Cour de justice de l’Union européenne, le 16 février 2006, n°C-502/04

Par un arrêt en date du 16 février 2006, la Cour de justice des Communautés européennes a précisé les conditions de perte du droit de séjour pour l’enfant d’un travailleur turc au titre de l’accord d’association CEE-Turquie. En l’espèce, un ressortissant turc, né et ayant toujours résidé en Allemagne, avait accompli avec succès une formation professionnelle dans cet État membre. Son père, également ressortissant turc, y exerçait légalement un emploi depuis de nombreuses années. Après sa formation, l’intéressé a occupé divers emplois avant de connaître une période de chômage et de toxicomanie. Il a par la suite été condamné à une peine privative de liberté de trois ans et trois mois pour des faits de vol à main armée et d’acquisition illégale de stupéfiants.

* **Consigne**
Poursuivez le commentaire de l'arrêt du 16 février 2006 sur le droit de séjour de l'enfant d'un travailleur turc à partir de sa dernière phrase.

* **Données à examiner**
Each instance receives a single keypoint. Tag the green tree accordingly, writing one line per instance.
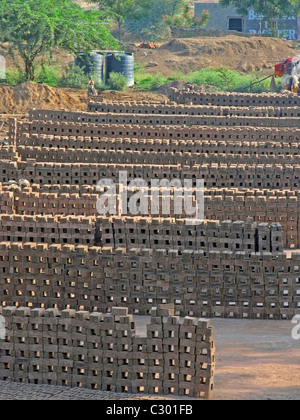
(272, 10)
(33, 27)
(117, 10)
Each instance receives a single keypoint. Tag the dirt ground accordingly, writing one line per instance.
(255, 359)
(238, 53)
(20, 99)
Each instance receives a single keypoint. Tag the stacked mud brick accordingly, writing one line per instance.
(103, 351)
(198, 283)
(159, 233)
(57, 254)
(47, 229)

---

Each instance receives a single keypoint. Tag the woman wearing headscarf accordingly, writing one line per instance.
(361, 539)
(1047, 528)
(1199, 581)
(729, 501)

* **Résultat attendu**
À la suite de cette condamnation, l’autorité administrative allemande a prononcé son expulsion du territoire, une décision confirmée en première instance puis en appel par les juridictions administratives nationales. Celles-ci ont appliqué le droit national qui prévoyait une expulsion obligatoire pour les étrangers condamnés à une peine d’au moins trois ans d’emprisonnement. Saisi d’un recours, le Bundesverwaltungsgericht a sursis à statuer et a interrogé la Cour de justice sur la compatibilité d’une telle mesure avec le droit communautaire. Il s’agissait de déterminer si l’enfant majeur d’un travailleur turc, qui remplit les conditions de l’article 7, second alinéa, de la décision n° 1/80 du conseil d’association pour répondre à toute offre d’emploi, perd le droit de séjour qui en découle du fait d’une condamnation pénale, en dehors des cas prévus par l’article 14 de ladite décision relatif aux limitations pour des raisons d’ordre public.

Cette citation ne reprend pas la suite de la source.